> **FRAGMENT TEKSTU**:
+--
Takich historii jak ta, pan Celestyn do opowiadania ma wiele, bo i wiele przeżył. Są wśród nich te tragiczne, z czasów wojennych i takie z nutą humoru z czasów komunistycznych, choć i wówczas do śmiechu często panu Celestynowi nie było. A opowiadać jak sam przyznaje lubi i mógłby to robić godzinami. W czasie pandemii, kiedy kontakty z innymi zostały ograniczone, siada przy swoim biurku i spisuje dawne dzieje i przygody, które go spotkały. Kto wie, być może o wielu z nich uda nam się jeszcze kiedyś posłuchać.
+--
> **PODANE DANE**:
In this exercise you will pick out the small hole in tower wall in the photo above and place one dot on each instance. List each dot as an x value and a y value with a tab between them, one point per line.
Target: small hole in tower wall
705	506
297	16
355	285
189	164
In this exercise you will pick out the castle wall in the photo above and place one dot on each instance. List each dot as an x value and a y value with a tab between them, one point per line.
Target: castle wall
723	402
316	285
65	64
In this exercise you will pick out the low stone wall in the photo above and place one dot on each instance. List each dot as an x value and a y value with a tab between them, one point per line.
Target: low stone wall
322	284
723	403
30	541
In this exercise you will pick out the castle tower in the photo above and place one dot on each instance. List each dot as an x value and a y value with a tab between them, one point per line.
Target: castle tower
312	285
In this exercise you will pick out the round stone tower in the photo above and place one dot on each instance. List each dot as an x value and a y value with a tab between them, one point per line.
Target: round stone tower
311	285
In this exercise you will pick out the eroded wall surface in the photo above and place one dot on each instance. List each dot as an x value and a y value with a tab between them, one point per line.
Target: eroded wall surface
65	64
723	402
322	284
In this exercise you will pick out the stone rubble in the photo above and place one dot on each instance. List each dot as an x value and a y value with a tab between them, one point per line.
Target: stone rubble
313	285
+--
> **LISTA ZADAŃ**:
A. Odpowiedz krótko na pytania do tekstu o panu Celestynie:
(i) Z jakich czasów pochodzą jego tragiczne historie, a z jakich te z nutą humoru?
(ii) Jak długo pan Celestyn mógłby opowiadać?
(iii) Co robi przy biurku w czasie pandemii?
B. Przepisz bez zmian fragment tekstu o panu Celestynie od słów „Takich historii jak” aż do słów „jeszcze kiedyś posłuchać.” włącznie.
Odpowiadaj tylko na podstawie tekstu o panu Celestynie.

> **ODPOWIEDZI PISEMNE**:
A.
(i) Tragiczne pochodzą z czasów wojennych, a te z nutą humoru z czasów komunistycznych.
(ii) Godzinami.
(iii) Spisuje dawne dzieje i przygody, które go spotkały.

B.
Takich historii jak ta, pan Celestyn do opowiadania ma wiele, bo i wiele przeżył. Są wśród nich te tragiczne, z czasów wojennych i takie z nutą humoru z czasów komunistycznych, choć i wówczas do śmiechu często panu Celestynowi nie było. A opowiadać jak sam przyznaje lubi i mógłby to robić godzinami. W czasie pandemii, kiedy kontakty z innymi zostały ograniczone, siada przy swoim biurku i spisuje dawne dzieje i przygody, które go spotkały. Kto wie, być może o wielu z nich uda nam się jeszcze kiedyś posłuchać.